The Amazing Power of Faith
By WizenedSage (Galen Rose) ~
Religious faith is arguably the most powerful force available to man. With it, according to scripture, he can achieve anything, even the impossible. Faith enabled the 9/11 terrorists to believe there were several dozen virgins waiting for them in heaven. Faith enabled the Heaven’s Gate followers to believe they were highly evolved spiritually and that a space ship trailing Hale-Bopp comet was coming to spirit them away to a trans-human state. Faith enabled the Aztecs, Mayans and many other cultures to believe their human sacrifices would sustain the universe, guarantee good harvests, and/or allow them to prevail over their enemies. Faith enabled Harold Camping’s followers to believe that May 21, 2011 would be judgment day.
Jesus spoke repeatedly of the power of faith. “… blessed are those who have not seen and yet have believed.” (John 20:29) And, "I tell you the truth, if anyone says to this mountain, 'Go, throw yourself into the sea,' and does not doubt in his heart but believes that what he says will happen, it will be done for him. Therefore I tell you, whatever you ask for in prayer, believe that you have received it, and it will be yours.” (Mark 11:23-24)
No, scientific experiments have not been able to confirm the truth of these statements, but isn’t it an even greater accomplishment of faith that hundreds of millions of people believe they are true anyway? Doesn’t that conclusively demonstrate the enormous power of faith, that millions can still believe something despite the failure of experiment and a complete lack of evidence?

TASK LIST.
a: From the faith essay, output the passage between "Jesus spoke repeatedly" and "lack of evidence?", inclusive.
b: In one to three sentences, explain why the faith essay calls it "an even greater accomplishment of faith" that hundreds of millions of people believe the quoted statements of Jesus are true.

RAW RECORDS.
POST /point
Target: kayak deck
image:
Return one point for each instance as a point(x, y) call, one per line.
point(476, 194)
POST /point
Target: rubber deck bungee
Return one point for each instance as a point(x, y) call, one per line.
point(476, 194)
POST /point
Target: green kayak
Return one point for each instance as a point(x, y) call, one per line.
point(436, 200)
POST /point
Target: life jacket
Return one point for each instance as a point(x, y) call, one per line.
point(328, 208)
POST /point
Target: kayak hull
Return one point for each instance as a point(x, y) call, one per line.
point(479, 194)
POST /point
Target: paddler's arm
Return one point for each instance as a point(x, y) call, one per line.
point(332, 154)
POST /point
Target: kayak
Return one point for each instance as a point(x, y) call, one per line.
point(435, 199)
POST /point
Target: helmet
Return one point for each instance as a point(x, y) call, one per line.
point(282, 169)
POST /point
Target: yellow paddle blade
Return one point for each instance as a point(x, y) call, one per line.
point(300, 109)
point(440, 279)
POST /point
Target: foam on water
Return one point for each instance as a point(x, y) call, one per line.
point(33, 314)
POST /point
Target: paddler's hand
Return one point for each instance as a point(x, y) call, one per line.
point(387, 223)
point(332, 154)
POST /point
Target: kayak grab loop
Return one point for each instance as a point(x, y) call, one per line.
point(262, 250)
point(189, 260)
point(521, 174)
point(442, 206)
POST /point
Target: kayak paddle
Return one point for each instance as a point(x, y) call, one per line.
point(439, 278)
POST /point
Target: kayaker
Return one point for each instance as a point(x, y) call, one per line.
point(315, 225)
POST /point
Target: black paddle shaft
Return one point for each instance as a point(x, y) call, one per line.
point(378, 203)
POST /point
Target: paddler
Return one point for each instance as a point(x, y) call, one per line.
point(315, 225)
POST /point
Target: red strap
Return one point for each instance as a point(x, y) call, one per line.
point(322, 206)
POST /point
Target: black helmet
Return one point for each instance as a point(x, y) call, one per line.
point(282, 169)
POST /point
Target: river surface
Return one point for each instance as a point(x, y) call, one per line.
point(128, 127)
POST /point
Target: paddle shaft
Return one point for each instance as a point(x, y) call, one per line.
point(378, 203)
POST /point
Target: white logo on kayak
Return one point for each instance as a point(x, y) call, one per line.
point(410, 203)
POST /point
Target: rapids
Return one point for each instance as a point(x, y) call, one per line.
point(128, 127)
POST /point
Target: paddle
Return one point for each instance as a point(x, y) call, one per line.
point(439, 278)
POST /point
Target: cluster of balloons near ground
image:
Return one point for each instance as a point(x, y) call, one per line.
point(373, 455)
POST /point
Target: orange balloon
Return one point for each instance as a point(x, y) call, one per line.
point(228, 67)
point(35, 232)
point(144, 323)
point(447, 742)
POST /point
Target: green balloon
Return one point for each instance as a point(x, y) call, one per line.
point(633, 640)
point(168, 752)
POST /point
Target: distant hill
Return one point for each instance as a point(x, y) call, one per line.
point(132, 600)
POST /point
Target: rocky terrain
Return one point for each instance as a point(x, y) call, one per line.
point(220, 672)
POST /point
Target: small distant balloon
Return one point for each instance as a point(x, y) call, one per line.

EXERCISE RESULTS.
a:
Jesus spoke repeatedly of the power of faith. “… blessed are those who have not seen and yet have believed.” (John 20:29) And, "I tell you the truth, if anyone says to this mountain, 'Go, throw yourself into the sea,' and does not doubt in his heart but believes that what he says will happen, it will be done for him. Therefore I tell you, whatever you ask for in prayer, believe that you have received it, and it will be yours.” (Mark 11:23-24)
No, scientific experiments have not been able to confirm the truth of these statements, but isn’t it an even greater accomplishment of faith that hundreds of millions of people believe they are true anyway? Doesn’t that conclusively demonstrate the enormous power of faith, that millions can still believe something despite the failure of experiment and a complete lack of evidence?

b: Scientific experiments have not confirmed those statements, yet hundreds of millions still believe them. The essay says that believing despite failed experiments and a complete lack of evidence shows the enormous power of faith.